◆ Records supplied
====================
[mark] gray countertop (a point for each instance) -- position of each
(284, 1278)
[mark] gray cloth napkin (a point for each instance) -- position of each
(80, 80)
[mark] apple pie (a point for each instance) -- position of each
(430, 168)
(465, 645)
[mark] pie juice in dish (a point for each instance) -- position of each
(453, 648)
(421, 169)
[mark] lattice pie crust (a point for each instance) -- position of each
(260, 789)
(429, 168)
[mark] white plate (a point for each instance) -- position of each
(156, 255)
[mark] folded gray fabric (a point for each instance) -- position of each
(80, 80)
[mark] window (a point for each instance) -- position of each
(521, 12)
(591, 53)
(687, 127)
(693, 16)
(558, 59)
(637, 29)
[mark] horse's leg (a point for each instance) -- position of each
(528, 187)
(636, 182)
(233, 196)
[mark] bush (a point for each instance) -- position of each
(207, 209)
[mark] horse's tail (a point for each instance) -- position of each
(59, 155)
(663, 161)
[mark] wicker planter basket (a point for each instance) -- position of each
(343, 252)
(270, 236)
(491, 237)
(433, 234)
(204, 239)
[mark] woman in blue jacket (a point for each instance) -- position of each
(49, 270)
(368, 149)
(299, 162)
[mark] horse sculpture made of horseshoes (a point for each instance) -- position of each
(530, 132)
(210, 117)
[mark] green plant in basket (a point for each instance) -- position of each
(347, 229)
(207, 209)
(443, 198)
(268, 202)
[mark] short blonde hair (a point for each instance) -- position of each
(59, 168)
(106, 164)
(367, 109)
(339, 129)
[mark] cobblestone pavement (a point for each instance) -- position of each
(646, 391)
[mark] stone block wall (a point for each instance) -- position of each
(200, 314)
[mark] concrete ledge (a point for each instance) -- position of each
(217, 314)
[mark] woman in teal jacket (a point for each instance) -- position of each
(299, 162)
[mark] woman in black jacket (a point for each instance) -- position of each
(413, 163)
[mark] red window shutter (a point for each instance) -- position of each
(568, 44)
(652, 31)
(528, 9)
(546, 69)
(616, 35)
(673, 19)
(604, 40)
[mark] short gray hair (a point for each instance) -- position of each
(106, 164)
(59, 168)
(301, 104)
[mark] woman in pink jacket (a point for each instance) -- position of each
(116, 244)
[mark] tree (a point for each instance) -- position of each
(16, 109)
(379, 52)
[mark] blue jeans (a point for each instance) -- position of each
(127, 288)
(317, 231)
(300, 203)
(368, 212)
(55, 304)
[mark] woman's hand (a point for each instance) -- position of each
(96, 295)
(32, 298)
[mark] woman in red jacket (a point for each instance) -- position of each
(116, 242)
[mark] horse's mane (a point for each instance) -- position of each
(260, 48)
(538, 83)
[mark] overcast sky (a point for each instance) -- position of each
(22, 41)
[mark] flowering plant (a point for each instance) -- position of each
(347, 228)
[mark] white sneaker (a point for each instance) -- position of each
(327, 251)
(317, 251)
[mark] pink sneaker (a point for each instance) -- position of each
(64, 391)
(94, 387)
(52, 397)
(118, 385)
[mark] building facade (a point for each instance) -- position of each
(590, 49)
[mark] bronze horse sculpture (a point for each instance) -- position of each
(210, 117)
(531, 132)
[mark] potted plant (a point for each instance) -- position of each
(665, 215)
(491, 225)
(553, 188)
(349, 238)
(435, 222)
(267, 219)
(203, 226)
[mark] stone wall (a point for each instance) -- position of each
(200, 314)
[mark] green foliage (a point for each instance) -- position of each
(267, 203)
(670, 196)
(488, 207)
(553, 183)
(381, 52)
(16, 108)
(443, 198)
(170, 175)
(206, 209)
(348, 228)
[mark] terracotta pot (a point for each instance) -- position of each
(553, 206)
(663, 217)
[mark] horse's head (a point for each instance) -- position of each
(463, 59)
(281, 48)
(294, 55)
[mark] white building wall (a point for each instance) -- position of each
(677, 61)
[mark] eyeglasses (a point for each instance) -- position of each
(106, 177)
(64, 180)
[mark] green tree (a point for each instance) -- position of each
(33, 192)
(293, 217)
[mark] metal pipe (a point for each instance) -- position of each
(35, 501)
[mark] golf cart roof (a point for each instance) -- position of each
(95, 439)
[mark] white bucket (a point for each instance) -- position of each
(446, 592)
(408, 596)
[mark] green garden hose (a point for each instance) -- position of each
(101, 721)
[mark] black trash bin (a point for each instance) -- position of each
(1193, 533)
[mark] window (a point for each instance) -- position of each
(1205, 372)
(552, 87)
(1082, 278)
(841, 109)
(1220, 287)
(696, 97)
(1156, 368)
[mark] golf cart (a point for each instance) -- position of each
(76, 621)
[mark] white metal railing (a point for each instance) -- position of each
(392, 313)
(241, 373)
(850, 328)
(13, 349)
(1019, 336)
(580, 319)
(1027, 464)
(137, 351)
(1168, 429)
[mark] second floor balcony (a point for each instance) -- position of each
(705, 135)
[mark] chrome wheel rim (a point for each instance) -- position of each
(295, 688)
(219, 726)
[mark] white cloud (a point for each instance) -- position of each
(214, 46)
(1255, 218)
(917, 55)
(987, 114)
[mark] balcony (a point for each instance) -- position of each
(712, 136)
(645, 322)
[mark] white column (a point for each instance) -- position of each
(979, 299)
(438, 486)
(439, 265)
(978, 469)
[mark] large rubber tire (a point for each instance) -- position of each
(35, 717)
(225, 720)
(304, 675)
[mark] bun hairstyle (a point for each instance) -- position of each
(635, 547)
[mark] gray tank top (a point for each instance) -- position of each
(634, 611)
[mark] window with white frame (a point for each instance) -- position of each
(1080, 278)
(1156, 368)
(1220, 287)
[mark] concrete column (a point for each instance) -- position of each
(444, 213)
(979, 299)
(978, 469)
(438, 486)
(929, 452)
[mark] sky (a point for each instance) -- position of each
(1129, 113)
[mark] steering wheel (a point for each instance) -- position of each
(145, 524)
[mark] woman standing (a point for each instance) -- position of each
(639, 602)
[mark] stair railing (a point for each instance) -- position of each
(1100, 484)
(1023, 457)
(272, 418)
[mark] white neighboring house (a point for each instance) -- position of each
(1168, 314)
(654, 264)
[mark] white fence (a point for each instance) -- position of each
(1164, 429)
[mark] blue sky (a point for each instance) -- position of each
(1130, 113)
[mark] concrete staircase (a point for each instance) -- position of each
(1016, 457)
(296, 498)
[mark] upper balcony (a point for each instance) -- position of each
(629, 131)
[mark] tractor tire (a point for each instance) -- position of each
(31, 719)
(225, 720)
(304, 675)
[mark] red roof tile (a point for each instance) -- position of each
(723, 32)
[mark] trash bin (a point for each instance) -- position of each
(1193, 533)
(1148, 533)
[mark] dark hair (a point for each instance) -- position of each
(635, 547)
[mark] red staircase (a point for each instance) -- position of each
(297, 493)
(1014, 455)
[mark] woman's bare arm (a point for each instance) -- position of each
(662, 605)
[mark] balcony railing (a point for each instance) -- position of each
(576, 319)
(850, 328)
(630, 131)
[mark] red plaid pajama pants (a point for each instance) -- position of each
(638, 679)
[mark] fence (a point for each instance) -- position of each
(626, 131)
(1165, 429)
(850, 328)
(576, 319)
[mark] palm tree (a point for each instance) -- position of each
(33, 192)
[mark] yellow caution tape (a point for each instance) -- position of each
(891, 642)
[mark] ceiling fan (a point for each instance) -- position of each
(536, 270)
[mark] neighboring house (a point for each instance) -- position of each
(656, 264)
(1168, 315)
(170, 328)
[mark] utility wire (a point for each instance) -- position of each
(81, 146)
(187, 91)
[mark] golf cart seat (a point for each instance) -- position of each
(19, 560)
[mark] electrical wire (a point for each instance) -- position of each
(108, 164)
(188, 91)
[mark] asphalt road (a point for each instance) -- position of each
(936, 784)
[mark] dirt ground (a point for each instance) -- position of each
====================
◆ Your task
Copy the listing word for word.

◆ Solution to this problem
[mark] gray countertop (a point for each instance) -- position of each
(284, 1278)
[mark] gray cloth napkin (a point for each instance) -- position of each
(80, 80)
[mark] apple pie (a point for each instance) -- position of each
(430, 168)
(465, 645)
[mark] pie juice in dish (a point for each instance) -- position of each
(453, 648)
(421, 169)
[mark] lattice pie crust (a point for each instance) -- position of each
(260, 789)
(429, 168)
[mark] white plate (a point for each instance) -- position of each
(156, 255)
[mark] folded gray fabric (a point for each instance) -- position of each
(80, 80)
[mark] window (a point for each instance) -- position of each
(521, 12)
(591, 53)
(687, 127)
(693, 16)
(558, 59)
(637, 29)
[mark] horse's leg (a point for each instance) -- position of each
(528, 187)
(636, 182)
(233, 196)
[mark] bush (a point for each instance) -- position of each
(207, 209)
[mark] horse's tail (a point for each instance) -- position of each
(59, 155)
(663, 161)
[mark] wicker planter basket (a point for each instance) -- position of each
(343, 252)
(270, 236)
(491, 237)
(433, 234)
(204, 239)
[mark] woman in blue jacket (a point for each instance) -- position of each
(49, 270)
(368, 149)
(299, 162)
[mark] horse sculpture made of horseshoes (a point for each instance) -- position of each
(530, 132)
(210, 117)
[mark] green plant in basket (a point for each instance) -- position of each
(347, 229)
(207, 209)
(443, 198)
(268, 202)
[mark] short blonde hair (a point for each instance) -- position of each
(59, 168)
(106, 164)
(367, 109)
(339, 129)
[mark] cobblestone pavement (a point for each instance) -- position of each
(646, 391)
[mark] stone block wall (a point for each instance) -- position of each
(200, 314)
[mark] concrete ledge (a point for each instance) -- position of each
(217, 314)
[mark] woman in teal jacket (a point for each instance) -- position of each
(299, 162)
[mark] woman in black jacket (a point for each instance) -- position of each
(413, 163)
[mark] red window shutter (a point for each instance) -- position of each
(568, 44)
(652, 31)
(528, 9)
(546, 69)
(616, 35)
(673, 19)
(604, 40)
[mark] short gray hair (a point for each instance) -- position of each
(106, 164)
(59, 168)
(301, 104)
[mark] woman in pink jacket (a point for each instance) -- position of each
(116, 244)
[mark] tree (a point for each instance) -- position of each
(16, 109)
(379, 52)
[mark] blue jeans (a point for each instance) -- position of each
(127, 288)
(317, 231)
(300, 203)
(368, 212)
(55, 304)
[mark] woman's hand (a point for each instance) -- position of each
(96, 295)
(32, 298)
[mark] woman in red jacket (a point for each instance) -- position of each
(116, 242)
[mark] horse's mane (a point for each instance) -- position of each
(260, 48)
(538, 83)
[mark] overcast sky (a point for each instance) -- position of each
(22, 41)
[mark] flowering plant (a point for each instance) -- position of each
(347, 228)
[mark] white sneaker (a point for each instance) -- position of each
(327, 251)
(317, 251)
[mark] pink sneaker (a point for each instance) -- position of each
(64, 391)
(94, 387)
(52, 397)
(118, 385)
[mark] building facade (a point for each instance) -- position of each
(590, 49)
[mark] bronze horse sculpture (a point for each instance) -- position of each
(210, 117)
(531, 132)
[mark] potted plant (a point for each instance) -- position of each
(665, 215)
(491, 225)
(553, 188)
(349, 238)
(435, 222)
(267, 219)
(203, 226)
[mark] stone wall (a point for each instance) -- position of each
(200, 314)
[mark] green foliage (a point for each instance) -- position of each
(267, 203)
(670, 196)
(488, 207)
(553, 183)
(381, 52)
(16, 108)
(443, 198)
(170, 175)
(206, 209)
(348, 228)
[mark] terracotta pot (a point for each instance) -- position of each
(553, 206)
(663, 217)
[mark] horse's head (a point for each instance) -- position of each
(463, 59)
(281, 48)
(294, 55)
[mark] white building wall (a point for each instance) -- position of each
(677, 61)
[mark] eyeglasses (a point for each instance) -- position of each
(106, 177)
(64, 180)
[mark] green tree (a point for each instance) -- position of each
(33, 192)
(293, 217)
[mark] metal pipe (a point for each instance) -- position of each
(35, 501)
[mark] golf cart roof (a point for each instance) -- position of each
(95, 439)
[mark] white bucket (a point for each instance) -- position of each
(446, 592)
(408, 596)
[mark] green garden hose (a point for each instance) -- position of each
(101, 721)
[mark] black trash bin (a point for each instance) -- position of each
(1193, 533)
[mark] window (a point for each instance) -- position of each
(1205, 372)
(552, 87)
(1082, 278)
(841, 109)
(1220, 287)
(696, 97)
(1156, 368)
[mark] golf cart (a point for each instance) -- position of each
(76, 621)
[mark] white metal railing (a point for each instance) -- position of each
(392, 313)
(241, 373)
(850, 328)
(13, 349)
(1019, 336)
(580, 319)
(1027, 464)
(137, 351)
(1168, 429)
[mark] second floor balcony (a point for each instance) -- position of each
(705, 135)
[mark] chrome wheel rim (a point for each instance) -- position of each
(295, 688)
(219, 726)
[mark] white cloud (a point for each instance) -- position of each
(214, 46)
(1255, 218)
(917, 55)
(987, 114)
[mark] balcony (a point for each instance) -- position of each
(712, 136)
(645, 322)
[mark] white column (a point for each instance) -- position of each
(979, 299)
(438, 486)
(439, 265)
(978, 469)
[mark] large rubber tire (a point for each instance) -- position of each
(35, 717)
(225, 720)
(304, 675)
[mark] bun hairstyle (a point for each instance) -- position of each
(635, 547)
[mark] gray tank top (a point for each instance) -- position of each
(634, 611)
[mark] window with white frame (a point for each instance) -- position of each
(1080, 278)
(1156, 368)
(1220, 287)
[mark] concrete column (a point for each instance) -- position of each
(444, 213)
(979, 299)
(978, 469)
(438, 486)
(929, 452)
[mark] sky (a point for each instance) -- position of each
(1129, 113)
[mark] steering wheel (a point for each instance) -- position of each
(145, 524)
[mark] woman standing (a point for each instance) -- position of each
(639, 602)
[mark] stair railing (a point for each instance) -- position of each
(1100, 484)
(1023, 457)
(272, 418)
[mark] white neighboring house (a point for each instance) -- position of each
(1168, 314)
(654, 264)
[mark] white fence (a point for each instance) -- position of each
(1164, 429)
[mark] blue sky (a point for each instance) -- position of each
(1130, 113)
[mark] concrete staircase (a point for each instance) -- position of each
(1016, 457)
(296, 498)
[mark] upper balcony (a point for each instance) -- position of each
(629, 131)
[mark] tractor tire (a point for each instance) -- position of each
(31, 719)
(225, 720)
(304, 675)
[mark] red roof tile (a point for each instance) -- position of each
(723, 32)
[mark] trash bin (a point for each instance) -- position of each
(1193, 533)
(1148, 533)
[mark] dark hair (a point for each instance) -- position of each
(635, 547)
[mark] red staircase (a point for each instance) -- position of each
(297, 493)
(1014, 455)
[mark] woman's bare arm (a point for each instance) -- position of each
(662, 605)
[mark] balcony railing (a point for each instance) -- position of each
(576, 319)
(850, 328)
(630, 131)
[mark] red plaid pajama pants (a point for each instance) -- position of each
(638, 679)
[mark] fence (a point for each instance) -- position of each
(626, 131)
(1165, 429)
(850, 328)
(576, 319)
[mark] palm tree (a point for each instance) -- position of each
(33, 192)
[mark] yellow caution tape (a point for each instance) -- position of each
(891, 642)
[mark] ceiling fan (a point for each instance) -- position of each
(536, 270)
[mark] neighboring house (a point for each instance) -- position of each
(656, 264)
(1168, 315)
(170, 328)
[mark] utility wire (a point for each instance) -- position of each
(81, 146)
(187, 91)
[mark] golf cart seat (a point for each instance) -- position of each
(19, 560)
[mark] electrical wire (a point for each instance) -- position of each
(108, 164)
(188, 91)
[mark] asphalt road (a point for each instance) -- position of each
(936, 784)
[mark] dirt ground (a point for each instance) -- position of each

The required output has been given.